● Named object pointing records
******

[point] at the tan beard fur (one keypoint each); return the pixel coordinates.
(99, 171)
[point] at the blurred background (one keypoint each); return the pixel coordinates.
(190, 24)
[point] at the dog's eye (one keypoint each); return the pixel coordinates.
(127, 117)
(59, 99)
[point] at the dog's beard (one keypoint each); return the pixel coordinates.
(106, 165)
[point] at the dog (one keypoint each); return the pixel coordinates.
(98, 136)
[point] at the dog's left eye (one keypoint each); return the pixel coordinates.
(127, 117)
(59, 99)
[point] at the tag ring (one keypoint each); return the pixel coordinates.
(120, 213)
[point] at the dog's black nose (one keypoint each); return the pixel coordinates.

******

● AIM OF THE EXERCISE
Rewrite the records above, replacing "pixel coordinates" with "x and y coordinates" and leaving everything else unchanged.

● EXPECTED OUTPUT
[point] at the tan beard fur (one keypoint each); return the x and y coordinates.
(99, 171)
[point] at the blurred background (one keypoint each); return the x and y coordinates.
(190, 24)
[point] at the dog's eye (one keypoint each); return the x and y coordinates.
(127, 117)
(59, 99)
[point] at the dog's beard (one keypoint each); return the x and y coordinates.
(106, 165)
[point] at the dog (one keypoint each); return the x and y coordinates.
(98, 136)
[point] at the dog's left eye (one keypoint each); return the x and y coordinates.
(127, 117)
(59, 99)
[point] at the tag ring (one keypoint each); return the x and y coordinates.
(120, 213)
[point] at the dog's black nose (one keypoint each); return the x and y coordinates.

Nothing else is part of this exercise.